= Anna Cookson =

British journalist and radio presenter

Anna Cookson is a British radio presenter, working at BBC Radio Kent.

== Background ==
Cookson was raised in Eltham, London.

== Career ==
Very early in her career, Cookson taught children in Tanzania for a short period. She attended university in Nottingham, staying in the city because she worked at the BBC there. As of 2007, Cookson was a presenter at Passion Radio in Oxford. While at Passion Radio, she was heard on the station's breakfast show.

From 2008 until 2010, Cookson was a broadcast journalist at radio stations owned by the Global media group, and in the early 2010s she spent brief periods as a presenter at local radio stations in the Home counties.

Cookson was a presenter at QVC television in the UK from 2010 until 2013. As of 2010, she stood in on the early breakfast show on BBC Radio Oxford. She presented on Premier Radio in the 2010s. She also sat in for other presenters on BBC Radio London during the 2010s. Cookson presented programmes on BBC Radio London during holiday periods, starting in 2015 and ending in 2017. As of 2016, she was heard on LBC. As of 2017, she was a reporter at BBC Radio 5 Live.

====

**WHAT YOU SHOULD DO**
Proceed with the biography of the radio presenter Anna Cookson, picking up after its final sentence.

(Data drawn from a collection)
====

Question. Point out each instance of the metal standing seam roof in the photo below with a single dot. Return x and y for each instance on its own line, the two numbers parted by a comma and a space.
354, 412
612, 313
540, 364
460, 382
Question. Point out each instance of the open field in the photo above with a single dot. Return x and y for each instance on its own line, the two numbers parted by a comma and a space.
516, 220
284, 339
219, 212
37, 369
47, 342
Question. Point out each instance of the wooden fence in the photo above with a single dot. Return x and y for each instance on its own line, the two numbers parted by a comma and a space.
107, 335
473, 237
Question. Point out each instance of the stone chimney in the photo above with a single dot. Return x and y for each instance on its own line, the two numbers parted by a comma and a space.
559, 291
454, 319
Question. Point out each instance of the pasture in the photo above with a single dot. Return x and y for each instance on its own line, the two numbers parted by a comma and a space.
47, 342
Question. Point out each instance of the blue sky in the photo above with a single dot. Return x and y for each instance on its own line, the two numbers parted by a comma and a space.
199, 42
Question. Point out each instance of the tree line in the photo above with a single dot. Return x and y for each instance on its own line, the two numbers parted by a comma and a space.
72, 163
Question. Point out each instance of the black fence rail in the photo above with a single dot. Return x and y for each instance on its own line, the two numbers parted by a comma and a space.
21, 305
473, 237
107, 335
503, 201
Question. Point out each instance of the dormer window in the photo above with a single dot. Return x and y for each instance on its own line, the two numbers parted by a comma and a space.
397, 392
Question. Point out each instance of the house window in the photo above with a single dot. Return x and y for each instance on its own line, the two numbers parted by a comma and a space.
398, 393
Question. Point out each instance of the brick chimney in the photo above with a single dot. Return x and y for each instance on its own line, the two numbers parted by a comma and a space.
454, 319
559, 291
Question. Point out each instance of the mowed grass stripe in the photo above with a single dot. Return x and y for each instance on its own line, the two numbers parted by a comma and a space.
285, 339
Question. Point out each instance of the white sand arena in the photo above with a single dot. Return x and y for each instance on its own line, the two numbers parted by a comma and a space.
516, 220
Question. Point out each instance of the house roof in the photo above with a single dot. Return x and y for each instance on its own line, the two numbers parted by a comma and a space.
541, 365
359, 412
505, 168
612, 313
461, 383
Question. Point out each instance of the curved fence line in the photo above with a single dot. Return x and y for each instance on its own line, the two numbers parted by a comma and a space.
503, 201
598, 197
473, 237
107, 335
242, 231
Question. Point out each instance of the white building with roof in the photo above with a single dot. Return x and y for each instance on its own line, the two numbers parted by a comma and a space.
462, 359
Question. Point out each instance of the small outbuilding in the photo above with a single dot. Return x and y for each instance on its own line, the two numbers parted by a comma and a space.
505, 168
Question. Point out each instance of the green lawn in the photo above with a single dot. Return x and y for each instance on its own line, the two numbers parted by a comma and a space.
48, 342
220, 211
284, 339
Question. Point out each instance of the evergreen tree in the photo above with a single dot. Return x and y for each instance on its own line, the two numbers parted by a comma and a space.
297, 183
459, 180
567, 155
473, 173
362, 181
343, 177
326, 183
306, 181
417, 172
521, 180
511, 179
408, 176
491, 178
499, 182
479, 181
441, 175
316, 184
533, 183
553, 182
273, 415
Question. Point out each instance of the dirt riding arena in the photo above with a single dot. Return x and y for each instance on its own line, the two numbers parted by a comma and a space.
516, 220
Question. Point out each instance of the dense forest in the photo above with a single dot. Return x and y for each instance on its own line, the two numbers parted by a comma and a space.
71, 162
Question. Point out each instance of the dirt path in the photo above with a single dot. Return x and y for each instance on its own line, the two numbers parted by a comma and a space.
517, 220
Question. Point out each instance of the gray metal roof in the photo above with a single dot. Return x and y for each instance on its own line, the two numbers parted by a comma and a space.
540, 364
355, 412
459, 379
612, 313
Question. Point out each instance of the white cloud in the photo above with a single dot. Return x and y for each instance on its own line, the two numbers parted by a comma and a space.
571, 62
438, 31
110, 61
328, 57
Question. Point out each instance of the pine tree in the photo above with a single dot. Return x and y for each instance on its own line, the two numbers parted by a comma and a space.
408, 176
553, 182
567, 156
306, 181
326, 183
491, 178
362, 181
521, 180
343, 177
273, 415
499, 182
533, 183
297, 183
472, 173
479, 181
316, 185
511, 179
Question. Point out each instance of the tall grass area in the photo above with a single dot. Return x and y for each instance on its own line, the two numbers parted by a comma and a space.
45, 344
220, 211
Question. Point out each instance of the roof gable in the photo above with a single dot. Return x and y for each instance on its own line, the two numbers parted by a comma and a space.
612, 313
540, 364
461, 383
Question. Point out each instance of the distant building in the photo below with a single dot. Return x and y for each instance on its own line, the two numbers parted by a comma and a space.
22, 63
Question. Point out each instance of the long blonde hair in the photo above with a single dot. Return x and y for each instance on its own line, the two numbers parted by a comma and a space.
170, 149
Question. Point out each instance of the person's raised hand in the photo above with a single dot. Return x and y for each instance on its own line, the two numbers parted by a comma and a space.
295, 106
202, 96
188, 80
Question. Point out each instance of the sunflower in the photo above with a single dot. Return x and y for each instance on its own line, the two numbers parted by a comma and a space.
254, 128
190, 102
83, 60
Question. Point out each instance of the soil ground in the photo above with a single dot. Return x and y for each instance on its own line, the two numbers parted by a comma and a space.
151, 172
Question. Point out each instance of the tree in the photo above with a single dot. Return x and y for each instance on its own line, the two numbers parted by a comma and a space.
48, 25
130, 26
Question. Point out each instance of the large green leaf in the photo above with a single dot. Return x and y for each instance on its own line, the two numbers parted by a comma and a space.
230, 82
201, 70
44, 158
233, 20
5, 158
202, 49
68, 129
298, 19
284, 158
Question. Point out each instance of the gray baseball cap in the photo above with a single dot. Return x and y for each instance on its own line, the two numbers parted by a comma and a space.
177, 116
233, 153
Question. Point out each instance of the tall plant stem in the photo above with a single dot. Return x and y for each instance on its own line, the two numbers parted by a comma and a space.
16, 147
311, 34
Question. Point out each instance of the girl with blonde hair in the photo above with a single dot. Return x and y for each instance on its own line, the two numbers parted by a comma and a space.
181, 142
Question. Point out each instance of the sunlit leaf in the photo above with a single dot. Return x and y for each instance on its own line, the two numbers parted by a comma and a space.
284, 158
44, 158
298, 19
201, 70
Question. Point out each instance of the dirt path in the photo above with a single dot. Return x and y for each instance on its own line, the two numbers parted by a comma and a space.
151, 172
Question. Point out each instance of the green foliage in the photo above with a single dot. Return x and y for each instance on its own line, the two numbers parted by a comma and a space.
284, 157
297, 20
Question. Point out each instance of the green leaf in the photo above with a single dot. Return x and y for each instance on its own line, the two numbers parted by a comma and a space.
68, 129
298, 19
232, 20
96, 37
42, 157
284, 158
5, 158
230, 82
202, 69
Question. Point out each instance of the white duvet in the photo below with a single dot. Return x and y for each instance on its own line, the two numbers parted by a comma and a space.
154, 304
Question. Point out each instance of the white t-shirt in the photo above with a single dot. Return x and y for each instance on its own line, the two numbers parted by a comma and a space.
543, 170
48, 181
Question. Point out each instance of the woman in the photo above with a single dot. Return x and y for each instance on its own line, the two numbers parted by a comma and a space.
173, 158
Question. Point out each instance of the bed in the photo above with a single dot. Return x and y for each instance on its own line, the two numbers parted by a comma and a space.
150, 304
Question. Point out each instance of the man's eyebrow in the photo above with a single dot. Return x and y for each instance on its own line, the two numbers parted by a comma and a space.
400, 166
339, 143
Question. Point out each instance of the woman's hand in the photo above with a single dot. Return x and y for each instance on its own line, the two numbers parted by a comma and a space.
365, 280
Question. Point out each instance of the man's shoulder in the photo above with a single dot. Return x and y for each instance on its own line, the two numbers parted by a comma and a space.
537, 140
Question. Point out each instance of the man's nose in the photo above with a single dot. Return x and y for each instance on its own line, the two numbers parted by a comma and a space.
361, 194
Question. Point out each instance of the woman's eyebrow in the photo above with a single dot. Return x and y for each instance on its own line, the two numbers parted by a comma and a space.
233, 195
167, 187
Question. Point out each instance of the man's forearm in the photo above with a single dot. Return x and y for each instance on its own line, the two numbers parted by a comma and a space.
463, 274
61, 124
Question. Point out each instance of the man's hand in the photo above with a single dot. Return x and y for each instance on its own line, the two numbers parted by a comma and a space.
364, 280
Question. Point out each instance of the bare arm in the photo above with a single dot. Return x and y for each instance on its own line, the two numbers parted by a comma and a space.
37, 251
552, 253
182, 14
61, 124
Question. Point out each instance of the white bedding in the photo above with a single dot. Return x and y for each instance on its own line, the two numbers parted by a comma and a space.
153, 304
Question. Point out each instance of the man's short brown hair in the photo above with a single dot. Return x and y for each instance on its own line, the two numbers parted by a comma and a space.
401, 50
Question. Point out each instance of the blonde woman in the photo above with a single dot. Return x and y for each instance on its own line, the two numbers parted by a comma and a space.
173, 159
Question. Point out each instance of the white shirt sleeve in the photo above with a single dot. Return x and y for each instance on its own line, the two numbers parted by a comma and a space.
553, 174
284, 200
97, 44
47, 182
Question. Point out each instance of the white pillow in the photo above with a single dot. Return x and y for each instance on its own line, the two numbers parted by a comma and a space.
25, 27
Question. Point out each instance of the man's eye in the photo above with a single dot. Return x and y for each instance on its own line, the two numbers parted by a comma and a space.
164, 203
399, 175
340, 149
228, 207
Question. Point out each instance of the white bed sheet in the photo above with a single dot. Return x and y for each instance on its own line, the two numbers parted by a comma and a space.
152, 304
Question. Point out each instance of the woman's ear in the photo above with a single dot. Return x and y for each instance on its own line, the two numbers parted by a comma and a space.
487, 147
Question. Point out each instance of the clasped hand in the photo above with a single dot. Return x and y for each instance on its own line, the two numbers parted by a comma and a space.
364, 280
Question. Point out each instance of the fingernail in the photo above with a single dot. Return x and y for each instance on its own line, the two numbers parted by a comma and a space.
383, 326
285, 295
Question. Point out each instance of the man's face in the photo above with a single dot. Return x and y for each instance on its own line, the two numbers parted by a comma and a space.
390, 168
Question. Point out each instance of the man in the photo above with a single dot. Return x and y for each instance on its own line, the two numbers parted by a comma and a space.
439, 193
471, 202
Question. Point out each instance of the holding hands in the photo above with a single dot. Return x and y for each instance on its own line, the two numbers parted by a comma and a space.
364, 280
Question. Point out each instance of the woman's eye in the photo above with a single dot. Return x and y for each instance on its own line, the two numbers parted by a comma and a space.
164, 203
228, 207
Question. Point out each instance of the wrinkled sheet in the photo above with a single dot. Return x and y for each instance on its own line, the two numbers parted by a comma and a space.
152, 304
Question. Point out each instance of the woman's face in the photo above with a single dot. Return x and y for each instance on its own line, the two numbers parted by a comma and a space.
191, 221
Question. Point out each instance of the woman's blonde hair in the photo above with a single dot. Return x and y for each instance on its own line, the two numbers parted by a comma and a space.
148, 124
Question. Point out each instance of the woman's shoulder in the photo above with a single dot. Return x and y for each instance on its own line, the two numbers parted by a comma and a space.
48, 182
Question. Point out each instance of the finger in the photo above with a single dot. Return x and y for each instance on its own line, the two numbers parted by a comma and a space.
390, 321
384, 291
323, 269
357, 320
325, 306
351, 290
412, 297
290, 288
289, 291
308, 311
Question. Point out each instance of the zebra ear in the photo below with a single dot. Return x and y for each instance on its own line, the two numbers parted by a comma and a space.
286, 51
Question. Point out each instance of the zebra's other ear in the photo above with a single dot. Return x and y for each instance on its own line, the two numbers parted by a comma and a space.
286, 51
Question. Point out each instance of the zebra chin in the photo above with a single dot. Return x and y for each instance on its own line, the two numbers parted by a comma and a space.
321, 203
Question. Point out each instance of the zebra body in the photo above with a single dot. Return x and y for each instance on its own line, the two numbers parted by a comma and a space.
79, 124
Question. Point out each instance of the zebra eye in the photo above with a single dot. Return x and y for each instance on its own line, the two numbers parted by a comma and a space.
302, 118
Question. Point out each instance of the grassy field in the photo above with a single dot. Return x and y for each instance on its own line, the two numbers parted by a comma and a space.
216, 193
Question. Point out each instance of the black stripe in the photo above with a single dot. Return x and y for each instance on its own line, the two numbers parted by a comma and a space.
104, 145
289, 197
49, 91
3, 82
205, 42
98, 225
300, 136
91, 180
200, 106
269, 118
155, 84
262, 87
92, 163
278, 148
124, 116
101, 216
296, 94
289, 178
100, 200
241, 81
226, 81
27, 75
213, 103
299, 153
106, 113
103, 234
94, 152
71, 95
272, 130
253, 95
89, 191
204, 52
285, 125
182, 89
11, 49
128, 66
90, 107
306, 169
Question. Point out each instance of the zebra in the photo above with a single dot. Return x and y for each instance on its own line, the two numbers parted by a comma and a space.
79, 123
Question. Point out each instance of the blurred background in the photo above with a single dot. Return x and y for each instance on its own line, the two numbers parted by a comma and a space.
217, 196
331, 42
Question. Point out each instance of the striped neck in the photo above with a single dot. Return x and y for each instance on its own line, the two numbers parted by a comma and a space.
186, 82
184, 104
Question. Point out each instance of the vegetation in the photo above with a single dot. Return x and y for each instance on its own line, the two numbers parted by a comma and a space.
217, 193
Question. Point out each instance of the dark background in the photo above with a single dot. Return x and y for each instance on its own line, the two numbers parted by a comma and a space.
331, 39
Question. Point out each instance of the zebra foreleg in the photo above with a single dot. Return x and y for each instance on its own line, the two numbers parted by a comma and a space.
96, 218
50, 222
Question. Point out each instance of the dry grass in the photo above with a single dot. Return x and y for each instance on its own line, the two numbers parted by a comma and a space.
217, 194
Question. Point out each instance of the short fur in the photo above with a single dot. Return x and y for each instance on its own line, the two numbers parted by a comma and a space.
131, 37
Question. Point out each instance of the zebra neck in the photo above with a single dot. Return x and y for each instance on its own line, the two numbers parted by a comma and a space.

====

**OUTPUT BELOW**
In mid-2017, Cookson joined BBC Radio Kent to present the weekday breakfast show with John Warnett.

In late 2018, she was joined by Ian Collins as co-presenter, who took over from John Warnett. In 2020, as a result of changes to BBC Local Radio made in response to the coronavirus pandemic, the length of the show was extended, and the show was broadcast between 6am and 10am; Cookson also became the sole presenter of the show.

Cookson is the co-author, alongside her father Paul Cookson, of a play aimed at children that explores the parable of the Good Samaritan in a modern way. She is also the author of two novels. In November 2019, she began being a national ambassador for the Neighbourhood Prayer Network.

== Personal life ==
Cookson likes travelling and running. She is married.